Dataset records:
/---

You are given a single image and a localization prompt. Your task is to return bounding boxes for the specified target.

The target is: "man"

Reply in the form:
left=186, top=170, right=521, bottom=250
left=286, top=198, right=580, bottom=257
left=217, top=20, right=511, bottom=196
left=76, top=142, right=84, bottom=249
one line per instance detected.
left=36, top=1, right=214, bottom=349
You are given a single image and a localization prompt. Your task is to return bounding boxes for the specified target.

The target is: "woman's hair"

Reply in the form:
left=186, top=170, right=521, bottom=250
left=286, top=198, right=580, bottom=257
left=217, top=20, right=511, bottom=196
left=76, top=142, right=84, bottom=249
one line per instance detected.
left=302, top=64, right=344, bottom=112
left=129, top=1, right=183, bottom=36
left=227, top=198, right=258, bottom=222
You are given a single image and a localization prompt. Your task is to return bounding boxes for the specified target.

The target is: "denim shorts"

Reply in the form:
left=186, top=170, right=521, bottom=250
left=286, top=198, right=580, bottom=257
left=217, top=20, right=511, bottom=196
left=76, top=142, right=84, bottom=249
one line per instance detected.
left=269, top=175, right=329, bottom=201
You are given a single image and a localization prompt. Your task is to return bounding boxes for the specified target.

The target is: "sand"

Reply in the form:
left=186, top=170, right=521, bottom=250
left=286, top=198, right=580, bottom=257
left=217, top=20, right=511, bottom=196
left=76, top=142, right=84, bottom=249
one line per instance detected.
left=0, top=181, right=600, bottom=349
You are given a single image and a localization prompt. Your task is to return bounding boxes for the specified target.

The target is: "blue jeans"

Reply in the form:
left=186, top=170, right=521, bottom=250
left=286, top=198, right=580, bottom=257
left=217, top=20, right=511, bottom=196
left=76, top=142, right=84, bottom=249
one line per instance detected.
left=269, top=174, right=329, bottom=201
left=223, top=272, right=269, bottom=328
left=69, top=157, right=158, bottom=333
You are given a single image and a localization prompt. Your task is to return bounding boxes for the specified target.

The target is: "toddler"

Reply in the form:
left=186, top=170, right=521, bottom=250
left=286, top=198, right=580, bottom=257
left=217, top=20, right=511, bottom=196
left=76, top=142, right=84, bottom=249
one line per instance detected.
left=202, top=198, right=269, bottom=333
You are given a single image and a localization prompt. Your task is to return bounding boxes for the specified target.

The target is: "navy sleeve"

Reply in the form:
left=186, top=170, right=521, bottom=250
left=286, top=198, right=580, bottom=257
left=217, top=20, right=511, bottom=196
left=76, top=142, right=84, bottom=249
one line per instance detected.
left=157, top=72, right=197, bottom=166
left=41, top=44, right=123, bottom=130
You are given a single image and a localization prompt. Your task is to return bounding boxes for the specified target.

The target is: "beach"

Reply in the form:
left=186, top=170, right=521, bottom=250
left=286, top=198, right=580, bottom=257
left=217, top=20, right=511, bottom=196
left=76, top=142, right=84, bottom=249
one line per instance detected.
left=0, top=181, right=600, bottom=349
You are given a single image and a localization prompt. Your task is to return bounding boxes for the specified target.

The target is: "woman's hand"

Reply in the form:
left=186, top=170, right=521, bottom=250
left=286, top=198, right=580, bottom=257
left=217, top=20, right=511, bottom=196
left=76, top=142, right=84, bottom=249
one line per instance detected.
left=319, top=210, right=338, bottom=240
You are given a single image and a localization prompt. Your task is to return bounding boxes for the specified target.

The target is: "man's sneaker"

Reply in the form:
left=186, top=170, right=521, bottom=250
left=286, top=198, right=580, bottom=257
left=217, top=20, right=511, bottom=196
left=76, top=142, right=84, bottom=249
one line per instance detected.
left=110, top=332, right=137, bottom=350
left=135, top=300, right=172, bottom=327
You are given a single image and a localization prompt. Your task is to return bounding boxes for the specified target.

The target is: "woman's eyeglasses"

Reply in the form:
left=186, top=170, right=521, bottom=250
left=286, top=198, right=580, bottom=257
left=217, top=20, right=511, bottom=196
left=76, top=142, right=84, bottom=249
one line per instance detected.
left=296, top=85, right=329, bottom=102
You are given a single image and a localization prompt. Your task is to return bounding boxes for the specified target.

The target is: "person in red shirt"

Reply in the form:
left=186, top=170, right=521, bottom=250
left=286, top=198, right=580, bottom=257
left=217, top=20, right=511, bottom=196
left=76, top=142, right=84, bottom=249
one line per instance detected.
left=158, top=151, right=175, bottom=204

\---

Return all of the data above, reproducing each line without any change.

You are given a single image and a localization prompt. Your task is to return bounding boxes for the specified target.

The target is: "man"

Reply in the form:
left=186, top=170, right=521, bottom=250
left=286, top=198, right=580, bottom=257
left=217, top=20, right=511, bottom=196
left=76, top=142, right=84, bottom=249
one line per instance detected.
left=36, top=1, right=214, bottom=349
You are given a single image and a localization prompt. Your task is to return bounding boxes for the specified target.

The target is: "woman's hair"

Reply in the form:
left=186, top=170, right=521, bottom=250
left=286, top=198, right=580, bottom=257
left=217, top=20, right=511, bottom=196
left=76, top=142, right=84, bottom=249
one line per instance detected.
left=302, top=64, right=344, bottom=112
left=129, top=1, right=183, bottom=36
left=227, top=198, right=258, bottom=222
You are given a single image and a localization prompt. Your task is to return bounding boxes for the specified target.

The target is: "denim shorts"

Reply in the form:
left=186, top=170, right=521, bottom=250
left=286, top=198, right=580, bottom=257
left=217, top=20, right=511, bottom=196
left=76, top=142, right=84, bottom=249
one line per instance detected.
left=269, top=175, right=329, bottom=201
You are given a single image and a localization prompt. Your task is to return bounding boxes for the specified target.

The target is: "sand"

Reply in the form:
left=186, top=170, right=521, bottom=250
left=286, top=198, right=580, bottom=257
left=217, top=20, right=511, bottom=196
left=76, top=142, right=84, bottom=249
one line per instance detected.
left=0, top=181, right=600, bottom=349
You are given a single image and a localization prompt. Your task is to return bounding boxes for the specified target.

The target is: "blue jeans"

Reply in the form:
left=186, top=170, right=521, bottom=250
left=286, top=198, right=580, bottom=257
left=217, top=20, right=511, bottom=196
left=76, top=142, right=84, bottom=249
one line per instance detected.
left=269, top=174, right=329, bottom=201
left=223, top=272, right=269, bottom=328
left=69, top=157, right=158, bottom=333
You are given a single image and a localization prompt. Your task is to return bounding boxes for the specified target.

The target is: "toddler"

Reply in the form:
left=186, top=170, right=521, bottom=250
left=286, top=198, right=580, bottom=257
left=217, top=20, right=511, bottom=196
left=76, top=142, right=84, bottom=249
one line per instance detected.
left=202, top=198, right=269, bottom=333
You are given a single image and a localization prompt. Your task is to return bounding boxes for the specified target.

The target is: "navy sleeve"

Reply in the form:
left=186, top=170, right=521, bottom=250
left=286, top=198, right=580, bottom=257
left=217, top=20, right=511, bottom=196
left=76, top=142, right=84, bottom=249
one line per instance detected.
left=157, top=72, right=197, bottom=166
left=41, top=44, right=123, bottom=130
You are given a single image and a localization prompt. Your task is to return bounding boxes for the specified target.

The target is: "beach"

Reply in the form:
left=186, top=170, right=521, bottom=250
left=286, top=198, right=580, bottom=257
left=217, top=20, right=511, bottom=196
left=76, top=142, right=84, bottom=249
one line per instance detected.
left=0, top=181, right=600, bottom=349
You are given a single image and a localization prompt. Your task is to return bounding boxes for the specified target.

The target is: "woman's hand"

Reply in the form:
left=186, top=170, right=521, bottom=250
left=286, top=198, right=580, bottom=257
left=217, top=20, right=511, bottom=196
left=76, top=142, right=84, bottom=249
one line per instance detected.
left=319, top=210, right=338, bottom=240
You are given a single image and a localization prompt. Your task is to return bounding boxes for the specified target.

The target is: "man's sneaker"

Reply in the form:
left=186, top=170, right=521, bottom=250
left=286, top=198, right=580, bottom=257
left=217, top=20, right=511, bottom=196
left=76, top=142, right=84, bottom=249
one line per instance detected.
left=110, top=332, right=137, bottom=350
left=135, top=300, right=172, bottom=327
You are given a single image and a localization prompt. Your task is to return bounding boxes for the specified target.

The target is: "woman's eyeglasses"

Reply in the form:
left=186, top=170, right=521, bottom=250
left=286, top=198, right=580, bottom=257
left=217, top=20, right=511, bottom=196
left=76, top=142, right=84, bottom=249
one line per instance detected.
left=296, top=85, right=329, bottom=102
You are given a single image and a localization prompt. Your task is to return bounding boxes for the specified target.

The target is: "person in red shirt"

Reply in the form:
left=186, top=170, right=521, bottom=250
left=286, top=198, right=580, bottom=257
left=217, top=20, right=511, bottom=196
left=76, top=142, right=84, bottom=249
one line per instance detected.
left=158, top=151, right=175, bottom=204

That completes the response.